Dataset excerpts start

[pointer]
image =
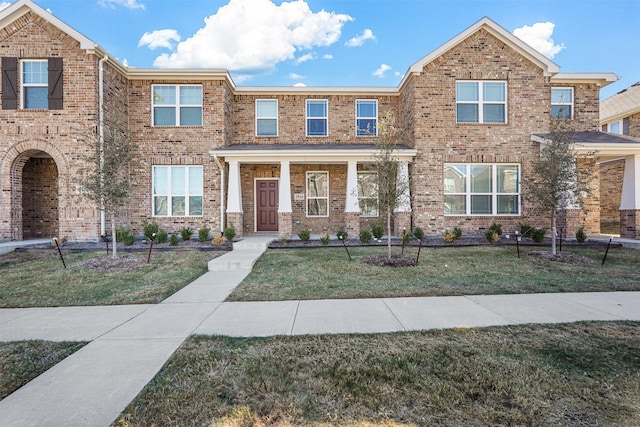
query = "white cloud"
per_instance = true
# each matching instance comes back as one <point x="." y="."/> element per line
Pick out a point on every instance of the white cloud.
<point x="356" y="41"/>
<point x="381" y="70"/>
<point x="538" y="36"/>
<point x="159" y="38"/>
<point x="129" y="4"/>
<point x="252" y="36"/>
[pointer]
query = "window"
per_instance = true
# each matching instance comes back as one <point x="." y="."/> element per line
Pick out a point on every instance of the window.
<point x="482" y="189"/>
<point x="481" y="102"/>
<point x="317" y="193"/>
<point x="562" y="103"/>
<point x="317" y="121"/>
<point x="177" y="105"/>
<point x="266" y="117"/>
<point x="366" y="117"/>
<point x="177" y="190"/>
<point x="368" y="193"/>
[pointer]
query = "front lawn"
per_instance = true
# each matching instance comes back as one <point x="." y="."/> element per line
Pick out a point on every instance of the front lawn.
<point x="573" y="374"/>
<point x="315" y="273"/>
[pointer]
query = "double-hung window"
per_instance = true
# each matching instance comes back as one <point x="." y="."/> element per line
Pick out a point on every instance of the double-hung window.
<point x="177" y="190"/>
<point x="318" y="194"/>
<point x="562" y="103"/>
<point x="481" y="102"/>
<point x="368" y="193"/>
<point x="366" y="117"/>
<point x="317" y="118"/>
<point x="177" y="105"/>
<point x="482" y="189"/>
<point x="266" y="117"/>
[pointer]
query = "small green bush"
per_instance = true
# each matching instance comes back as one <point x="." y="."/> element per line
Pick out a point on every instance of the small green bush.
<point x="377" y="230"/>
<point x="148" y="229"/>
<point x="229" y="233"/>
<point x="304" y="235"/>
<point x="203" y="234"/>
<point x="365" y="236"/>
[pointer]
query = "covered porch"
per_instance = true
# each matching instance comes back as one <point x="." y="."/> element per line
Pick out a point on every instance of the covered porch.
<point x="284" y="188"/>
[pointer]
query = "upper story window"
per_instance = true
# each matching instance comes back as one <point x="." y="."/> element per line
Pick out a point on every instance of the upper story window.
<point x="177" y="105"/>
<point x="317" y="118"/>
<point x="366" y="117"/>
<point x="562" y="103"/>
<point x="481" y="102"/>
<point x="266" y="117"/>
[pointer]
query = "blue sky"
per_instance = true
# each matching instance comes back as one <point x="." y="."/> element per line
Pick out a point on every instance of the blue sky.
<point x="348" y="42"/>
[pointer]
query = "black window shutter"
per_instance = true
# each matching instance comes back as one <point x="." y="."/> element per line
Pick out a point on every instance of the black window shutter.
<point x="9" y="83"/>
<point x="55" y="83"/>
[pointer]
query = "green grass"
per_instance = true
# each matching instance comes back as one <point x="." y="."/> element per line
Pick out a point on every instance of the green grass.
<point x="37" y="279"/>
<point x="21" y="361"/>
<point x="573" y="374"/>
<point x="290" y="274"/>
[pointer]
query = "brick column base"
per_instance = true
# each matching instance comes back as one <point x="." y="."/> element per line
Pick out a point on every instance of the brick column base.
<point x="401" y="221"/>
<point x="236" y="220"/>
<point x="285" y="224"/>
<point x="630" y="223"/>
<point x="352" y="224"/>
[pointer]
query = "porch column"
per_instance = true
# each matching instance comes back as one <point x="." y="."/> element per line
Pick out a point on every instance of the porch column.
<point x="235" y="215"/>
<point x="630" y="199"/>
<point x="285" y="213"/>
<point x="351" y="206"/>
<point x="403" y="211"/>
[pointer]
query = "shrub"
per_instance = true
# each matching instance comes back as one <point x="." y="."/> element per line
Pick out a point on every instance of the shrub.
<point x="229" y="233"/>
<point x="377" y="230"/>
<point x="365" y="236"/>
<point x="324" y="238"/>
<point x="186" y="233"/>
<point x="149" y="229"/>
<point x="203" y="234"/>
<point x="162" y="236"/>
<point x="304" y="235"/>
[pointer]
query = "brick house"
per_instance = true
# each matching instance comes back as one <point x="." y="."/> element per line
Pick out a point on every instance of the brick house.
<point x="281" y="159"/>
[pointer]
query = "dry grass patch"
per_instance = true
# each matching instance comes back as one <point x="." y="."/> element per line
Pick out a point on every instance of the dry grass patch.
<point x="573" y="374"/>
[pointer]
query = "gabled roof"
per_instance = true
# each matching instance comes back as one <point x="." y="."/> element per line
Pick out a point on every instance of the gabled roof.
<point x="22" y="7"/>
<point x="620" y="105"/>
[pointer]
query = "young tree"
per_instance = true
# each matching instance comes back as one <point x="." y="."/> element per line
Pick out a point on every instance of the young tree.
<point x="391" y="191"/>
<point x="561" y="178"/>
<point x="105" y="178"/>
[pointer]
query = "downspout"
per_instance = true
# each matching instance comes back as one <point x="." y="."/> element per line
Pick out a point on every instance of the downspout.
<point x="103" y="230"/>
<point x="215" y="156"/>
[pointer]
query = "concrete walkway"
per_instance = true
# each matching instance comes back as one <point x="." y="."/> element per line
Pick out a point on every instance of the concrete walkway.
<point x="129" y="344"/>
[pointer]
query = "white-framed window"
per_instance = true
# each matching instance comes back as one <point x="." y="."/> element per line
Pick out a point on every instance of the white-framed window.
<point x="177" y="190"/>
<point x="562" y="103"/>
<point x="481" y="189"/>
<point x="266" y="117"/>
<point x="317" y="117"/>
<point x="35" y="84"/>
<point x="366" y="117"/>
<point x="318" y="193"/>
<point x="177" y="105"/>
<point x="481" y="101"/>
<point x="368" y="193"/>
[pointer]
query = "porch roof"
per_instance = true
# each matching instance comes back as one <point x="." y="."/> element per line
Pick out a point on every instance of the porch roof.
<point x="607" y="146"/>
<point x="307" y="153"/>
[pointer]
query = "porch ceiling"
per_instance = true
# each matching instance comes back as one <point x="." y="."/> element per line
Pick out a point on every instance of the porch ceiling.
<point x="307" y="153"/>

Dataset excerpts end

**Set task:** Transcribe the whole listing exactly. Pictures are excluded.

**Exercise answer:**
[pointer]
image =
query = "white cloud"
per_instance = true
# each matching instance comes back as one <point x="." y="."/> element per line
Pick out a point on every instance of the white cloud.
<point x="356" y="41"/>
<point x="381" y="70"/>
<point x="538" y="36"/>
<point x="159" y="38"/>
<point x="129" y="4"/>
<point x="252" y="36"/>
[pointer]
query = "window"
per_instance = true
# each matching instance comes back as one <point x="." y="."/> element per line
Pick out a point on every instance of the window.
<point x="482" y="189"/>
<point x="481" y="102"/>
<point x="317" y="193"/>
<point x="562" y="103"/>
<point x="317" y="121"/>
<point x="177" y="105"/>
<point x="266" y="117"/>
<point x="366" y="117"/>
<point x="177" y="190"/>
<point x="368" y="193"/>
[pointer]
query = "front lawn"
per_instance = true
# each matching instance comes back as one <point x="." y="."/> element per line
Pick out a point on every instance of the front lawn.
<point x="573" y="374"/>
<point x="315" y="273"/>
[pointer]
query = "double-hung window"
per_instance = true
# each matching instance comes back as one <point x="." y="."/> element per line
Pick out a point on every instance of the double-hung window.
<point x="177" y="190"/>
<point x="318" y="194"/>
<point x="562" y="103"/>
<point x="481" y="102"/>
<point x="368" y="193"/>
<point x="366" y="117"/>
<point x="317" y="118"/>
<point x="177" y="105"/>
<point x="482" y="189"/>
<point x="266" y="117"/>
[pointer]
query = "small green bush"
per_instance = true
# each matching instance comes back as one <point x="." y="."/> element per line
Pick out a point on every instance of the small green bush.
<point x="377" y="230"/>
<point x="148" y="229"/>
<point x="229" y="233"/>
<point x="304" y="235"/>
<point x="203" y="234"/>
<point x="365" y="236"/>
[pointer]
query = "covered porch"
per_instance = true
# each matching instance comes back as one <point x="." y="."/> element per line
Pick out a point on every instance of the covered porch.
<point x="284" y="188"/>
[pointer]
query = "upper story window"
per_instance = true
# each matching instance comes back as one <point x="." y="."/> element per line
Pick out a point on every instance of the upper story window.
<point x="177" y="105"/>
<point x="317" y="118"/>
<point x="366" y="117"/>
<point x="562" y="103"/>
<point x="481" y="102"/>
<point x="266" y="117"/>
[pointer]
query = "blue sky"
per_instance = true
# each matching instance comes back as one <point x="." y="."/> element per line
Pick out a point on every instance of the blue sky.
<point x="348" y="42"/>
[pointer]
query = "black window shutter"
per_instance = true
# each matching instance comes back as one <point x="." y="."/> element per line
Pick out a point on every instance of the black window shutter.
<point x="9" y="83"/>
<point x="55" y="83"/>
[pointer]
query = "green grass"
per_instance = true
# each matching instance comes back as one <point x="." y="."/> element per line
Pick out a point on every instance of the green grass.
<point x="37" y="279"/>
<point x="21" y="361"/>
<point x="573" y="374"/>
<point x="290" y="274"/>
[pointer]
query = "brick column base"
per_instance = true
# each matching instance comes back as one <point x="." y="."/> element per line
Pick out a point on every instance of the brick column base.
<point x="401" y="221"/>
<point x="236" y="220"/>
<point x="285" y="224"/>
<point x="630" y="223"/>
<point x="352" y="224"/>
[pointer]
query = "porch column"
per_instance = true
# each matching instance comes back as one <point x="." y="."/> element per line
Pick out a point on every instance of the porch column.
<point x="235" y="215"/>
<point x="630" y="199"/>
<point x="285" y="213"/>
<point x="351" y="206"/>
<point x="403" y="211"/>
[pointer]
query = "shrub"
per_instance = true
# each matching instance comes back as one <point x="." y="."/> element per line
Pick out a point on every instance of the shrub.
<point x="229" y="233"/>
<point x="377" y="230"/>
<point x="365" y="236"/>
<point x="324" y="238"/>
<point x="186" y="233"/>
<point x="149" y="229"/>
<point x="203" y="234"/>
<point x="162" y="236"/>
<point x="304" y="235"/>
[pointer]
query = "brick house"
per_instance = true
# each matching instance comes back as one <point x="." y="."/> element per line
Pick out a point on every instance of the brick house.
<point x="281" y="159"/>
[pointer]
query = "dry grass patch"
per_instance = true
# each matching instance comes back as one <point x="." y="."/> element per line
Pick out a point on every instance of the dry grass patch.
<point x="573" y="374"/>
[pointer]
query = "gabled roof"
per_instance = true
# each matching instance comes back as one <point x="." y="."/> element per line
Pick out a point on every instance of the gabled roof.
<point x="22" y="7"/>
<point x="620" y="105"/>
[pointer]
query = "young tree"
per_instance = true
# each matching instance comes back as one <point x="." y="."/> element per line
Pick out a point on every instance of the young tree.
<point x="391" y="191"/>
<point x="561" y="178"/>
<point x="105" y="178"/>
[pointer]
query = "downspout"
per_instance = true
# each matching instance comes back as one <point x="." y="."/> element per line
Pick out a point on every instance of the downspout.
<point x="103" y="230"/>
<point x="215" y="156"/>
[pointer]
query = "concrete walkway"
per_instance = true
# each matching instance comes back as one <point x="." y="."/> element per line
Pick out a point on every instance of the concrete walkway.
<point x="129" y="344"/>
[pointer]
query = "white-framed window"
per_instance = true
# each matching instance comes back as one <point x="." y="."/> element per line
Pick out a point on every instance of the white-framed window.
<point x="177" y="190"/>
<point x="562" y="103"/>
<point x="481" y="189"/>
<point x="266" y="117"/>
<point x="317" y="117"/>
<point x="35" y="84"/>
<point x="366" y="117"/>
<point x="318" y="193"/>
<point x="177" y="105"/>
<point x="481" y="101"/>
<point x="368" y="193"/>
[pointer]
query = "porch roof"
per_instance = true
# each matching instance comes back as one <point x="." y="."/> element per line
Pick out a point on every instance of the porch roof.
<point x="607" y="146"/>
<point x="307" y="153"/>
[pointer]
query = "porch ceiling"
per_instance = true
# each matching instance comes back as one <point x="." y="."/> element per line
Pick out a point on every instance of the porch ceiling.
<point x="307" y="153"/>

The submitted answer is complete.